PAGE EXCERPT:
[Begin]

This is a dangerous thing for me and was sparked by a comment made on the latest instalment of Olivia Twist.
Now I have gotten my shameless plug out of my system, one of the commenters (is that the right term?)
Annette said and I quote:
... I wasn't sure if you could carry it off. I am impressed. And, you've done it with so many fewer words than Mr. Dickens did to begin with. :-)
I am a great admirer of Charles Dickens as you may be vaguely aware, and he never used one word where three words would do.
I am re reading Heinlein's Stranger in a Strange Land, a classic in science fiction. Once again, I love his works but he too suffered at times with verbal diarrhoea. The original published work had 160,000 and this was a cut down version of the original 220,000 plus complete version, thought too big for publication. Having read both, I feel that the loss of words did not take too much away from the story.
When writing shortish fiction or short stories, I have to physically restrain myself from using two or three words where one will do.
Tolkien was another word smith who used a lot of words where it could have been just as effective if he cut say 10% of his output. However it is hard to discipline oneself and stick to the literary point.
How many people are put off reading great novels due to the sheer size of them?
I don't know, anyway, as an avid reader and one who always has my head in a book, I would like to read more new books in my lifetime and if they were say 10% shorter, that means I would be able to read 10% more books.
By the way, I read the Rise and Fall of The Third Reich and at 1245 pages,that was a bloody big one too! But to be fair it did have a lot of ground to cover.
Hugs
Sue Eye Strain Brown
Comments
Rx: Hemingway
I think the best remedy for this malady is some Hemingway taken daily, and the smaller the dose (ie. the short the story) the better. The side effect is a desire to say everything with no words at all (disappointment over that goal may have led to his death).

[End]

WHAT TO WORK ON:
1. How many pages does the post on wordy writing give for The Rise and Fall of The Third Reich?
2. Reproduce the section of the post on wordy writing that opens with the words containing "I am re reading" and closes with "from the story.".
3. Resume the post on wordy writing from its last sentence, keeping its tone.
The data after this point come from a separate source.

EXTRACTED DATA:
[Begin]

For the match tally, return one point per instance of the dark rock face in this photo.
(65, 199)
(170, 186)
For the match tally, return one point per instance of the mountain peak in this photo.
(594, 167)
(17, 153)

[End]

ANSWERS:
1. 1245 pages.

2.
I am re reading Heinlein's Stranger in a Strange Land, a classic in science fiction. Once again, I love his works but he too suffered at times with verbal diarrhoea. The original published work had 160,000 and this was a cut down version of the original 220,000 plus complete version, thought too big for publication. Having read both, I feel that the loss of words did not take too much away from the story.

3.
Hugs; Jan
Dickens prolix?
Never! His work is of its time, and may appear stilted in comparison to modern authors, but he doesn't scatter words around for the fun of it.
Tolkien, on the other hand, was a fairly dreadful writer, but blessed with an incredible imagination, and ability to meld themes from mythologies into a whole. Before I get biffed by JRR's fans, I have everything published under his name to date concerning Middle Earth - wonderful world, woeful prose.
Dickens - a product of his times?
Very true. Back then, authors were paid by the word. So, if you could say it in 3 words instead of one, you trippled your income. Sounds like an incentive to me. That said, I've read and enjoyed a number of his works... And, not just the ones I was required to read back in school. :-)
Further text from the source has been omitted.